**READING TEXT:**
* BEGIN *

Ice Age comes from Toba Inlet in BC, and it's outstanding stuff. Only six parts per million (PPM)!

(Carley Spring is only 3PPM, BTW. Which, although a minute difference, means our water is arguably twice as pure as Ice Age)  

Compared to some of the heavy mineral-laden bottled spring waters on the market with 150-300PPM (like Evian)...both Ice Age and Carley Spring are in a class by themselves. 

And both are world's away from the flat tasting filtered-city-tap-water scam brands like "Dasani" and "Aquafina"....which are pure crap. (What would you expect from companies like Coca Cola and Pepsi? The REAL thing?)


BTW...sorry I've been away from here lately. We have had a strong run of very hot summery weather out here lately and, because of this, the water biz has kept me busy from early morning until late in the evening each day. My apologies.

And....if anyone would like to try a bottle of our outstandingly pure mountain spring water (and doesn't mind paying for the shipping) then please let me know.

I will be sending a one liter bottle to LGB rather shortly (when I get a spare moment)

I will also ship a bottle to SINC (along with those overdue Monte Carlo parts...soryy about that, old buddy)

Both of you two might want to refresh my memory by sending me your mailing addresses. 

Anyone else want to try what the local health board calls "the purest bottled natural spring water available in North America"?

Let me know.

BTW...it's due to start raining by this coming tuesday around here, and demand will fall off a bit (I'll have some spare time after that point). Patience until then, por favor. I'm running flat out to meet demand right now, and we are a very small company at present.

* END *

**DATA EXCERPT:**

* BEGIN *

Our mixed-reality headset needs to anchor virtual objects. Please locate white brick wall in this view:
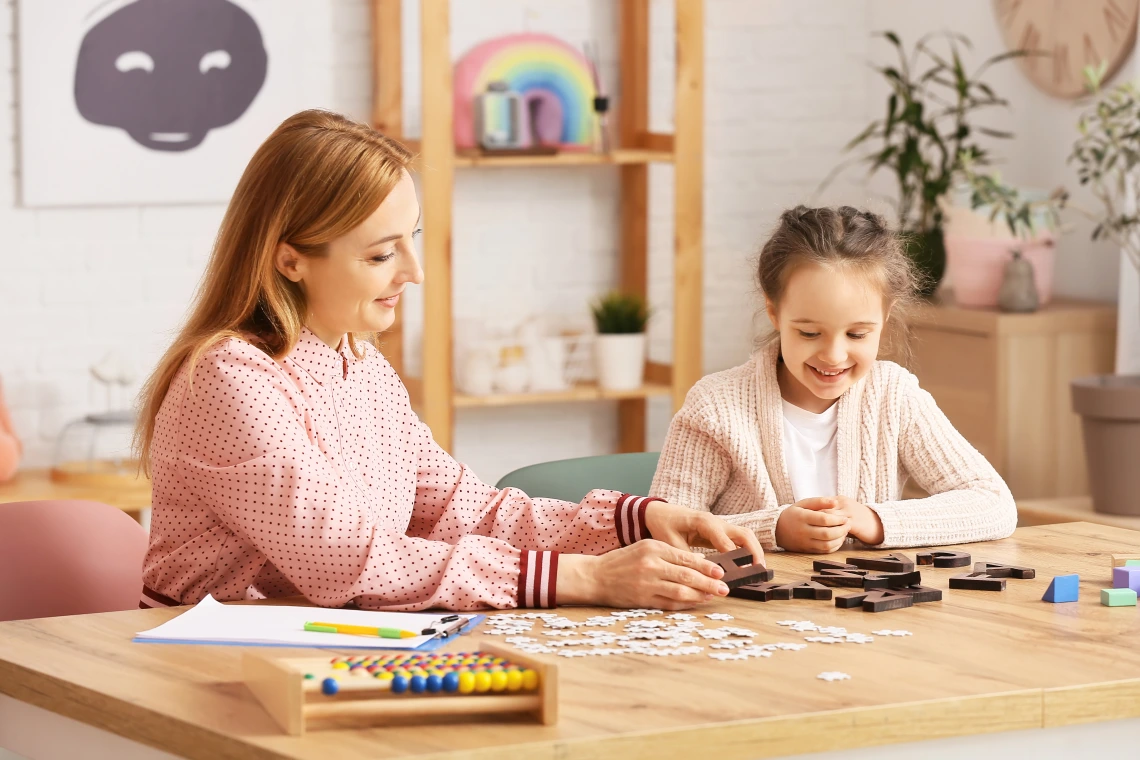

* END *

**PARTS OF THE EXERCISE:**
(A) Decide whether each statement agrees with the forum post on bottled spring water: (i) Carley Spring water measures 3 PPM; (ii) Ice Age water comes from Toba Inlet in BC; (iii) the expected rain will raise demand. For each, answer yes or no and quote the words of the post that decide it.
(B) Name every brand of bottled water mentioned in the forum post on bottled spring water.
(C) Reproduce the passage of the forum post on bottled spring water that opens with the words containing "BTW...sorry I've been" and closes with "day. My apologies.".

**TASK-BY-TASK ANSWERS:**
(A)
(i) Yes: "Carley Spring is only 3PPM"
(ii) Yes: "Ice Age comes from Toba Inlet in BC"
(iii) No: "demand will fall off a bit"

(B) Ice Age, Carley Spring, Evian, Dasani, Aquafina

(C)
BTW...sorry I've been away from here lately. We have had a strong run of very hot summery weather out here lately and, because of this, the water biz has kept me busy from early morning until late in the evening each day. My apologies.